Location annotation dataset excerpts:
=======

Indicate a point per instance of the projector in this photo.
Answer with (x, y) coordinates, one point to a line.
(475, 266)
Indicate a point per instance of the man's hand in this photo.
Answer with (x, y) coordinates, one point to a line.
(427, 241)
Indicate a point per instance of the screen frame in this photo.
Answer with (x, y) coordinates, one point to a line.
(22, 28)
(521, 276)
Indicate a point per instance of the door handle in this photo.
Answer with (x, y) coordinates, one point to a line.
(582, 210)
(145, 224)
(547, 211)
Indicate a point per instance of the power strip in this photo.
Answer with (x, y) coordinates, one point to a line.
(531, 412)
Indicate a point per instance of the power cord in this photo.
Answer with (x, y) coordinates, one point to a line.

=======

For this exercise, please retype exactly the lines in the listing from the line with "Indicate a point per instance of the man's" through its last line, both ends included.

Indicate a point per instance of the man's hand in this photo.
Answer with (x, y) coordinates, one point to a line.
(427, 241)
Indicate a point per instance of the screen frame in this photo.
Answer with (x, y) coordinates, one point to a line.
(22, 28)
(521, 276)
Indicate a point per instance of the door handle in this photo.
Answer with (x, y) coordinates, one point to a line.
(582, 210)
(145, 224)
(547, 211)
Indicate a point per instance of the power strip in this photo.
Answer with (x, y) coordinates, one point to a line.
(531, 412)
Indicate a point per instance of the power cord in this photo.
Answer with (x, y) coordinates, one point to a line.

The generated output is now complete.